Trecho selecionado –

Olha aí minha gente, esta é uma colaboração de Jeane Hanauer, Mestre em Letras/Análise do Discurso (UFRGS) o/
O deserto é um modo de ser.
(Clarice Lispector)
É fácil e ao mesmo tempo difícil falar sobre um tema tão multifacetado como este. Diante das muitas abordagens possíveis e dos muitos elementos envolvidos na discussão, a tarefa se assemelha a algo como tentar responder à pergunta “quem veio primeiro: o ovo ou a galinha?”
Previamente aviso, portanto, que meu texto não vai propor soluções, não vai fornecer respostas ou acrescentar algo inédito. Vou apenas “levantar algumas lebres” (como o leitor já terá percebido, gosto desta expressão).
Sempre que discutimos literatura aqui em Foz, é unânime a constatação de que poesia não tem mercado. Vou fazer minha intervenção afirmando, de entrada, que não é a poesia que não dá “ibope” e que está relegada aos bastidores. É bem pior que isso: o que não vende, o que não tem espaço, não tem mercado, não tem público, etc, etc, é a arte, de modo geral. E, aí, por consequência, o que não tem “consumidor”, na verdade, é a linguagem poética, ou seja, a linguagem de que é feito não somente o poema, mas a linguagem que perpassa toda arte – a música, o circo, o teatro, as artes plásticas, a dança, o cinema, a literatura. Por que o “código” ou signo poético está também nestas manifestações.

Parte de um arquivo de dados –
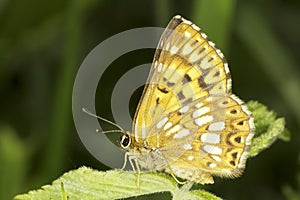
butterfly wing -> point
(188, 80)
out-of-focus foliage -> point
(42, 44)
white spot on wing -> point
(184, 109)
(182, 133)
(211, 149)
(174, 49)
(194, 57)
(187, 49)
(200, 112)
(195, 27)
(173, 130)
(216, 158)
(187, 34)
(191, 158)
(216, 126)
(159, 67)
(162, 122)
(212, 165)
(168, 125)
(203, 120)
(187, 146)
(212, 138)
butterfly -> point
(188, 123)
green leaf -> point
(86, 183)
(268, 128)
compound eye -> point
(125, 141)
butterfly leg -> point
(125, 160)
(138, 171)
(175, 178)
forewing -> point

Partes do exercício –
[1] Reproduza a parte do trecho sobre poesia e arte que começa em "(Clarice Lispector)" e termina em "gosto desta expressão).".
[2] De acordo com o trecho, o que é unânime sempre que se discute literatura em Foz?
As entradas foram tiradas de outra fonte.

Respostas por tarefa –
[1]
(Clarice Lispector)
É fácil e ao mesmo tempo difícil falar sobre um tema tão multifacetado como este. Diante das muitas abordagens possíveis e dos muitos elementos envolvidos na discussão, a tarefa se assemelha a algo como tentar responder à pergunta “quem veio primeiro: o ovo ou a galinha?”
Previamente aviso, portanto, que meu texto não vai propor soluções, não vai fornecer respostas ou acrescentar algo inédito. Vou apenas “levantar algumas lebres” (como o leitor já terá percebido, gosto desta expressão).

[2] A constatação de que poesia não tem mercado.